> **Excerpt provided**:
*** Block opens ***

Your job, Mr. Wendig, is to be so much better than the rabble that your professionalism makes you stand out above the crowd. Your job, is to make sure that your work is valued and valuable, marketed in a manner that the audience/consumer finds desirable. The music industry analogy is perfectly apt. Believe me, Bruce Springsteen isn’t too worried that I can put out an album on iTunes using Garage Band. However, quite a few million music lovers got a little ticked off when Springsteen’s albums were costing $18 a pop for a CD that cost thirty cents to make. A lot of folks couldn’t afford $100 for a ticket to a concert in Madison Square Garden. That’s when we all started to look around and realize that the bands playing at the local theater for $10 really were pretty damn talented. So we went to see them perform, instead. And then we bought their albums, instead.
So Mr. Wendig, don’t worry that most self-published books are terrible. Just be professional. Worry when we start getting good at this stuff.
~first posted 21 Dec 12
I’m sorry, but I am of the opinion that writing is not all that difficult. I know, that sounds wrong. We are all avid readers, we live in awe of the great books we have read over the years. As individuals and as a society, we pay great respect to our authors. They are constantly on Fresh Air, The Colbert Report, The Daily Show, Sixty Minutes–hell, they’re everywhere. It’s like they’re superstars, even though most are not all that photogenic and many mumble a lot. But we love them, one and all.

*** Block closes ***

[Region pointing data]
*** Block opens ***

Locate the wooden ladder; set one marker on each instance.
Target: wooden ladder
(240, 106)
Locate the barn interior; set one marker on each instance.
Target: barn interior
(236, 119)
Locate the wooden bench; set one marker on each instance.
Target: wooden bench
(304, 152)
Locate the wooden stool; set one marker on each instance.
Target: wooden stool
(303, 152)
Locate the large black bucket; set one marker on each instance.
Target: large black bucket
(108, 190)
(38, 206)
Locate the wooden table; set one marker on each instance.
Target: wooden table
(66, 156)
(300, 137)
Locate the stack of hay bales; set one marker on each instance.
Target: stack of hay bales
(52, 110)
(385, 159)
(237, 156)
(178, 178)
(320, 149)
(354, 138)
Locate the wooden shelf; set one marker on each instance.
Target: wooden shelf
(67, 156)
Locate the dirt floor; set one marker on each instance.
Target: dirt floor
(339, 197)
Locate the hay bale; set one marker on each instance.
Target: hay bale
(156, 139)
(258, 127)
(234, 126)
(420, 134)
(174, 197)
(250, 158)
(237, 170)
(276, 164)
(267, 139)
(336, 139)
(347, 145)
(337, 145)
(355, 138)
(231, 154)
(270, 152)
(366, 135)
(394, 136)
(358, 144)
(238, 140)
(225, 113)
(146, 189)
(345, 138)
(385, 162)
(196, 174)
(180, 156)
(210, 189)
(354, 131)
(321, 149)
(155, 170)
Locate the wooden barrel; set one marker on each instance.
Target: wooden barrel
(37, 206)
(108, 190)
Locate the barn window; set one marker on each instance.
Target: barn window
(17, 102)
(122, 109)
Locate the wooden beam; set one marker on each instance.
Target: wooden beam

*** Block closes ***

> **Questions**:
(a) From the self-publishing post, copy the passage from "So Mr. Wendig, don’t" to "one and all." word for word.
(b) Answer these from the self-publishing post:
(i) What price does it give for a Springsteen CD?
(ii) How much did it cost to see the bands at the local theater?
(iii) On what date was the post first posted?
(c) Keep writing the self-publishing post from the point where it ends.

> **Answers for the exercise**:
(a)
So Mr. Wendig, don’t worry that most self-published books are terrible. Just be professional. Worry when we start getting good at this stuff.
~first posted 21 Dec 12
I’m sorry, but I am of the opinion that writing is not all that difficult. I know, that sounds wrong. We are all avid readers, we live in awe of the great books we have read over the years. As individuals and as a society, we pay great respect to our authors. They are constantly on Fresh Air, The Colbert Report, The Daily Show, Sixty Minutes–hell, they’re everywhere. It’s like they’re superstars, even though most are not all that photogenic and many mumble a lot. But we love them, one and all.

(b)
(i) $18
(ii) $10
(iii) 21 Dec 12

(c)
We love them, even though what they do isn’t all that difficult. I presume that they are caught up in the whole cult of the mysterious, creative artist thing we have in this country (though not to the degree they have it in France, say, or Sedona). I can assure you, however, that what you do for a living every day is much more difficult, and I say that without being completely certain what it is that you do. It’s easier, believe me. I bet that at your job, you don’t get to show up whenever you like, take a nap whenever you like (writers call this story development), grab a snack whenever you like. You probably can’t perform your job half-drunk or recovering from a bender (admittedly, I’m making some assumptions here; like you’re not a NY State Supreme Court justice). But the writing part, I hear you protesting, the writing is hard. Actually, it isn’t. If the writer can’t think of the right word, they have all kinds of reference books he can consult to help find it. If you write something really awful, they let you go back and rewrite it as many times as you need to–kind of like going to Yale. Hell, you don’t even have to be a really good speller–chances are they’re going to hire somebody to fix all that stuff anyway. I have to tell you, writing really isn’t all that hard. Certainly a lot easier than trying to get a half-trained surgical resident through the removal of a tumor from some patient’s liver without cutting open something that’ll make a big mess. I know, I’ve done both and believe me, the surgery thing is way harder. And you have to stand through the whole thing.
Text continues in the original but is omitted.